Passage:
┌──

Our laboratory aims at unraveling the mystery of cancer dormancy. We center our efforts in studying this challenge in breast cancer, which most often spreads to the bones, liver, lung, brain and lymph nodes. By understanding how breast disseminated tumor cells interact with the unique microenvironment in each distant site, we strive to find more effective therapeutic interventions for patients risking currently incurable metastatic disease.
Metastatic disease, that is when cancer has spread and presents in distant sites, continues to cause the vast majority of all cancer-related deaths. In many patients with cancer, metastatic disease emerges long after successful treatment of the primary tumor. This is so because persistent disseminated tumor cells (or DTCs) find residency at distant sites under a state of dormancy, only to awaken years or even decades afterwards and initiate metastases. This pause in cancer progression is a singular therapeutic window to prevent future deadly metastases.

└──

Problem A:
In the passage on cancer dormancy, which sites does breast cancer most often spread to?
Problem B:
Write what comes next in the passage on cancer dormancy, starting after its final sentence.
The lines after this are separate material, unrelated to the passage on cancer dormancy.

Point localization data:
┌──

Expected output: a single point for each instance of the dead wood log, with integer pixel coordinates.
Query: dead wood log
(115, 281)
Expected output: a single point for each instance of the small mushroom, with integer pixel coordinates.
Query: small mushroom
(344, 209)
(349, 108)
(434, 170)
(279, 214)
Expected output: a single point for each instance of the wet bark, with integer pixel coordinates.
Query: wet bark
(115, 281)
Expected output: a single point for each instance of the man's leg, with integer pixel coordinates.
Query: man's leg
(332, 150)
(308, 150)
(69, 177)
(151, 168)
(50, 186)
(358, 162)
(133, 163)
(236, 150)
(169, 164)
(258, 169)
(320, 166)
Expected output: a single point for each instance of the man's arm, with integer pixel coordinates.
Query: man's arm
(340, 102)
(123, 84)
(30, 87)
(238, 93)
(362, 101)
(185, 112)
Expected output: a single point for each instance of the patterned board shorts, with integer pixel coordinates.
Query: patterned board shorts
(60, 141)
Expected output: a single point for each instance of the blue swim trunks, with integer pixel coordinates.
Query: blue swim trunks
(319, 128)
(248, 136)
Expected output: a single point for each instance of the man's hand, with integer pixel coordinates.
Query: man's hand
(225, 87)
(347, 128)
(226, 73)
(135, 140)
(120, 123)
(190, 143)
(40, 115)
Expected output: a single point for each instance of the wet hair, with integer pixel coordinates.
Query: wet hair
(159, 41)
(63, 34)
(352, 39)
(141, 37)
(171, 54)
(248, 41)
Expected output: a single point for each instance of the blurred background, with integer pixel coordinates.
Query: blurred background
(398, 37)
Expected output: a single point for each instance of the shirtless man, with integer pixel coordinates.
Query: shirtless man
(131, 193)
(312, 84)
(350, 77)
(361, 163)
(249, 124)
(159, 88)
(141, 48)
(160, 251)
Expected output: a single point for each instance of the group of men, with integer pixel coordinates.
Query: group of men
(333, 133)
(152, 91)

└──

Response A:
The bones, liver, lung, brain and lymph nodes.

Response B:
But, what brings DTCs in and out of dormancy? And how can dormant DTCs be targeted? We tackle these questions by elucidating the crosstalk between DTCs and tissue-resident cells during metastatic progression. For our studies we use multiple complementary approaches, including animal and organotypic models, cell and molecular biology techniques, genetic engineering, spatial transcriptomics and proteomics, computational biology, and interrogation of patient samples.